- [Try it]:
Pull every line containing the word "mask" from the records.

- [Task inputs]:
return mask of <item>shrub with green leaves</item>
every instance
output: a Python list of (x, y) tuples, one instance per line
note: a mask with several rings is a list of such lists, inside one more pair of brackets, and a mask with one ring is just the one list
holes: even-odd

--

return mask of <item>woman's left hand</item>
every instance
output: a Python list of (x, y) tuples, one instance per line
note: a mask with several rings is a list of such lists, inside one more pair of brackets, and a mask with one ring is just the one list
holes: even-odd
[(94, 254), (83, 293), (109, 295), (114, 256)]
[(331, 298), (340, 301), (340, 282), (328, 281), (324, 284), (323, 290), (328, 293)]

- [Result below]:
return mask of <item>shrub with green leaves</item>
note: a mask with several rings is a list of such lists, inside one more pair of brackets, and a mask with one ring is just the one list
return mask of <item>woman's left hand</item>
note: a mask with several rings is a list of such lists, inside one more pair of brackets, and a mask with one ring is just the one list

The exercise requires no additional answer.